** start DATA SUPPLIED **
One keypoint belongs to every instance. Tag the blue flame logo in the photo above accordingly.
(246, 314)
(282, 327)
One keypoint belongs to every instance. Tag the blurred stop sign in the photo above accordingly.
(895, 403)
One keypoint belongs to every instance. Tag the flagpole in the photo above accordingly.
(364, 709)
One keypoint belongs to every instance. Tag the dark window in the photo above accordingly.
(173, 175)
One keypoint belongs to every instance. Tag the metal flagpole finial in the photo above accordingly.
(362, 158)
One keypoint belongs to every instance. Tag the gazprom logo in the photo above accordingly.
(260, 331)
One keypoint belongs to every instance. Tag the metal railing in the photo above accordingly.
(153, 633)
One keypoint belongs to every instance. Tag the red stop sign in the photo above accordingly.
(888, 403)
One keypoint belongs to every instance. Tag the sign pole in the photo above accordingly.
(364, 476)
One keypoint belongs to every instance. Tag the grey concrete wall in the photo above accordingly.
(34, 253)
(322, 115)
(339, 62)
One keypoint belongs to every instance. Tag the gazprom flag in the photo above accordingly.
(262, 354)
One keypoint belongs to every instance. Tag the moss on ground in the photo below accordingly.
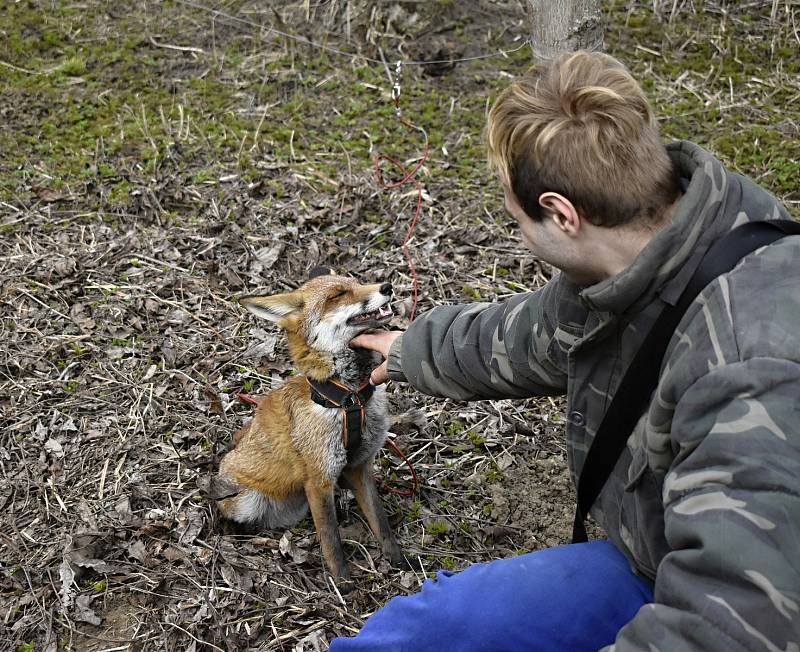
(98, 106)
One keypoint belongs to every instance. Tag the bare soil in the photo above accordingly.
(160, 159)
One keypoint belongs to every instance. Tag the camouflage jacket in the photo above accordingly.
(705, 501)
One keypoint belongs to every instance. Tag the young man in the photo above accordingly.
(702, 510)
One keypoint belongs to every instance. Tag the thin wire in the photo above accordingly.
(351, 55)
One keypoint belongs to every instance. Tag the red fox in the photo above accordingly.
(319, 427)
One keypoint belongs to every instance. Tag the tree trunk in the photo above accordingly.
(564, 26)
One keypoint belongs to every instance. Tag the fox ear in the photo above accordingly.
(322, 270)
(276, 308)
** end DATA SUPPLIED **
### TASK GOAL
Copy out the data word for word, starting with the line that contains "One keypoint belongs to every instance. Tag the tree" and continuing through the end of the data.

### TASK RESPONSE
One keypoint belongs to every instance. Tag the tree trunk in the photo above accordingly.
(564, 26)
One keypoint belongs to every instance. Tag the fox ear in the photo above accordingly.
(322, 270)
(276, 308)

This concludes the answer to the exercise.